▶ Énoncé A:
Répondez aux questions suivantes d'après la critique de film :
(i) De quelle nationalité est le réalisateur Rúnar Rúnarsson ?
(ii) Dans quelle ville vivait l'adolescent avant d'aller vivre chez son père ?
(iii) Quel âge a Ari ?

▶ Extrait proposé:
============
Sparrows est le second long-métrage du réalisateur islandais Rúnar Rúnarsson. Avec cette juvénile histoire sensible et rugueuse, le talentueux quarantenaire démontre (s’il en était besoin) que l’île septentrionale regorge de surprises en matière culturelle autant que sportive…
En effet, il y a encore quelques jours de cela, cette minuscule nation qu’est l’Islande, se rappelait au bon souvenir d’une Europe ébahie, en alignant face aux plus grandes nations sportives, une équipe d’amateurs mélangés à des professionnels. Qui plus est, ces farouches septentrionaux tenaient la dragée haute aux ténors du ballon. Quelle jubilation ! Dépouillés de tout complexe, mais là, dans le monde du cinéma, ces mêmes Islandais ont récemment raflé un boisseau de récompenses dans des concours internationaux avec Sparrows. Alors qu’en est-il ?
Ne pensez pas trop au titre, Sparrows se traduit par moineaux et ne constitue pas une grande indication même s’il met en scène des gamins. Rossignol eut acceptable, car ce film raconte la vie d’un adolescent de Reykjavik, doué d’une très jolie voix, et obligé d’aller vivre avec son père dans une région plutôt reculée et aux modes de vie teintés d’une indiscutable rusticité. Il y retrouve sa grand-mère, son amie d’enfance, quelques souvenirs et très peu de perspectives d’avenir. Ce pourrait être un autre de ces nombreux films traitant de l’adolescence et de ses émois, mais le regard de Rúnar Rúnarsson donne une tout autre dimension à son travail de metteur en scène.
La première remarque qui vient à l’esprit est celle d’un défilement du temps très ralenti. La caméra flâne sur les visages ou les intérieurs, nous invitant à aller plus profondément au cœur des choses. L’ambiance générale s’y prête admirablement, les paysages minéraux, dépouillés, d’une évidente rudesse, forgent des personnages dont les caractéristiques en sont l’exacte traduction. En cela, Ari, alias Atli Oskar Fjalarsson, le jeune garçon de 16 ans au centre de ce drame en vase clos, apparaît comme un ange aux ailes brisées et qui se serait abîmé en terre hostile. Son père, en parfait accord avec le milieu dans lequel il évolue, peu gêné par les excès d’alcool ou l’obscénité qui l’entoure, se révèle d’un piètre secours pour le fragile adolescent. Inévitablement déstabilisé par les troubles liés à l’avènement de la sexualité, Ari en fait un apprentissage sensuel et destructeur, il va même assister, à demi conscient au viol de sa petite amie, laquelle, sous influence de la drogue, n’en garde aucun souvenir. Ari est confronté à une réalité brutale, se construire se fait dans la douleur.
============
▶ Données fournies:

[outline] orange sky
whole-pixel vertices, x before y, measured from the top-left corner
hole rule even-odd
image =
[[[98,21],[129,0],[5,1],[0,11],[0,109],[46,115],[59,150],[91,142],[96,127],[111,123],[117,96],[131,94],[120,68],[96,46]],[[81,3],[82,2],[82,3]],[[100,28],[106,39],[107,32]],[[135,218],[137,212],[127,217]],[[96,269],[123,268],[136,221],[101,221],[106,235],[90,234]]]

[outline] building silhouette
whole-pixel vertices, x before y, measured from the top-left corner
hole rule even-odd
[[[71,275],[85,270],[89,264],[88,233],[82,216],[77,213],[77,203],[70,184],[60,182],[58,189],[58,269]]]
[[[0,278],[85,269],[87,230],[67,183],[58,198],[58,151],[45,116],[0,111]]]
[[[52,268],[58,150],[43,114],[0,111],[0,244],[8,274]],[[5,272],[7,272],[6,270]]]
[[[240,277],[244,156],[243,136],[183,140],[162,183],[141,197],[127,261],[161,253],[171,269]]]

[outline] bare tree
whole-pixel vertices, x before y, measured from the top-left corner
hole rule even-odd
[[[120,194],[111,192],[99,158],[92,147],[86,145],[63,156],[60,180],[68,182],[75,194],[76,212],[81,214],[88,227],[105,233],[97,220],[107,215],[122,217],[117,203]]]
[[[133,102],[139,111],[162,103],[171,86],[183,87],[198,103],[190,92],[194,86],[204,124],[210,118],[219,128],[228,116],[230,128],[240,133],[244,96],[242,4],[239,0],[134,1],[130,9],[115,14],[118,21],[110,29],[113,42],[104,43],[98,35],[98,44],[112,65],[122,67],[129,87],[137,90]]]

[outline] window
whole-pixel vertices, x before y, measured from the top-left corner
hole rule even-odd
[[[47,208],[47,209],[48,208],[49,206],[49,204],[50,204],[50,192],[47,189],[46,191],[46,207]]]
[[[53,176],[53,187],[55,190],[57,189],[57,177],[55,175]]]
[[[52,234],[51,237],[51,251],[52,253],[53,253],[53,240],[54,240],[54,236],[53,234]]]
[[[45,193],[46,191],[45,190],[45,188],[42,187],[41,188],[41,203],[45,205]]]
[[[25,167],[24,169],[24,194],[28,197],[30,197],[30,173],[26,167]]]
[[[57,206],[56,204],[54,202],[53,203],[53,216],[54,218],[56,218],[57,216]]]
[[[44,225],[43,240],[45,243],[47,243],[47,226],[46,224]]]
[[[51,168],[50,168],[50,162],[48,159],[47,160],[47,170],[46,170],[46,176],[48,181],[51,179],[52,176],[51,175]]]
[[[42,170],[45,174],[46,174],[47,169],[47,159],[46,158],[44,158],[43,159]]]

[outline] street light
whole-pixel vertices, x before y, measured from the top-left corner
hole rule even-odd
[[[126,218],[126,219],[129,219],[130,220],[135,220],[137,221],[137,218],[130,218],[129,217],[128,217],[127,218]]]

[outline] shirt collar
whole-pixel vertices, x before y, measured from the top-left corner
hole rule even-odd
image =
============
▶ Énoncé B: Recopiez les lignes de données depuis celle qui contient « [outline] window » jusqu'à la dernière, toutes deux comprises, en remplaçant « even-odd » par « nonzero ». Ne modifiez rien d'autre.

▶ Corrigé A:
(i) Il est islandais.
(ii) À Reykjavik.
(iii) Il a 16 ans.

▶ Corrigé B:
[outline] window
whole-pixel vertices, x before y, measured from the top-left corner
hole rule nonzero
[[[47,208],[47,209],[48,208],[49,206],[49,204],[50,204],[50,192],[47,189],[46,191],[46,207]]]
[[[53,176],[53,187],[55,190],[57,189],[57,177],[55,175]]]
[[[52,234],[51,237],[51,251],[52,253],[53,253],[53,240],[54,240],[54,236],[53,234]]]
[[[45,193],[46,191],[45,190],[45,188],[42,187],[41,188],[41,203],[45,205]]]
[[[25,167],[24,169],[24,194],[28,197],[30,197],[30,173],[26,167]]]
[[[57,206],[56,204],[54,202],[53,203],[53,216],[54,218],[56,218],[57,216]]]
[[[44,225],[43,240],[45,243],[47,243],[47,226],[46,224]]]
[[[51,168],[50,168],[50,162],[48,159],[47,160],[47,170],[46,170],[46,176],[48,181],[51,179],[52,176],[51,175]]]
[[[42,170],[45,174],[46,174],[47,169],[47,159],[46,158],[44,158],[43,159]]]

[outline] street light
whole-pixel vertices, x before y, measured from the top-left corner
hole rule nonzero
[[[126,218],[126,219],[129,219],[130,220],[135,220],[137,221],[137,218],[130,218],[129,217],[128,217],[127,218]]]

[outline] shirt collar
whole-pixel vertices, x before y, measured from the top-left corner
hole rule nonzero
image =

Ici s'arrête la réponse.